Given problem:
Turn the material into a numbered list, starting at its first line and going up to and including the line with "<point>53,76</point>". Leave out any blank lines.
═══ Excerpted records
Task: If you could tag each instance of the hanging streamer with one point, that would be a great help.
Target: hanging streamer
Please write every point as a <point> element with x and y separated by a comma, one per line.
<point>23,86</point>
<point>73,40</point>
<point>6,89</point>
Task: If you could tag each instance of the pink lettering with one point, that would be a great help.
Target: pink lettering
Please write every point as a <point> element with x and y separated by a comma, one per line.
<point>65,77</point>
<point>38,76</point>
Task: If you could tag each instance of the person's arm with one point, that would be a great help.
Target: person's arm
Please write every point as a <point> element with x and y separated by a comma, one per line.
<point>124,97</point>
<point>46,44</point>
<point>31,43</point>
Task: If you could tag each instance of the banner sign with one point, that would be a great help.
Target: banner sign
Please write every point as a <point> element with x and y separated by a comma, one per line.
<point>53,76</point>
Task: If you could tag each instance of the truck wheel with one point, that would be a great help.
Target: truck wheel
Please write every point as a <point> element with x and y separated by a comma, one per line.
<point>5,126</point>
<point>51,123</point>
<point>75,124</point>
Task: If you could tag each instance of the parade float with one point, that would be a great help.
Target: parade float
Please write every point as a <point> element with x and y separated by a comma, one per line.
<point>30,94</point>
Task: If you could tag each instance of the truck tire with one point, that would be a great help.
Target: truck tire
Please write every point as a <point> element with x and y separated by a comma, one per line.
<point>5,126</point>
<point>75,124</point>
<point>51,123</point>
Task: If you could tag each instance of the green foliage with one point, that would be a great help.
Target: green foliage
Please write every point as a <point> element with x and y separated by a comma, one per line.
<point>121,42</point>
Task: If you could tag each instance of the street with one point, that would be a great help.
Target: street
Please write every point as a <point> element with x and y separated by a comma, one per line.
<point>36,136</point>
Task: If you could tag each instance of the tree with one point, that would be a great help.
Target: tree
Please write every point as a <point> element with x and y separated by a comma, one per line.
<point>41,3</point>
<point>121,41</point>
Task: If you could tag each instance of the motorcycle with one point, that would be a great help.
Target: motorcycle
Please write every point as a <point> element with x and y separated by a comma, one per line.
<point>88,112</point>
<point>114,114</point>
══════
Task solution:
1. Task: If you could tag each instance of the hanging streamer with one point, that would be a great help.
2. Target: hanging streamer
3. Please write every point as a <point> element with x and y separated by a comma, one per line.
4. <point>23,86</point>
5. <point>73,40</point>
6. <point>6,89</point>
7. Task: If you could tag each instance of the pink lettering with one point, that would be a great help.
8. Target: pink lettering
9. Please write every point as a <point> element with x and y separated by a comma, one per line.
10. <point>65,77</point>
11. <point>38,76</point>
12. Task: If you could tag each instance of the person's arm with one point, that would be a great help.
13. Target: person's arm
14. Please write every point as a <point> element with x and y separated by a comma, one per line.
15. <point>124,97</point>
16. <point>46,44</point>
17. <point>31,43</point>
18. Task: If you could tag each instance of the banner sign with one point, that would be a great help.
19. Target: banner sign
20. Please write every point as a <point> element with x and y separated by a comma, one per line.
21. <point>53,76</point>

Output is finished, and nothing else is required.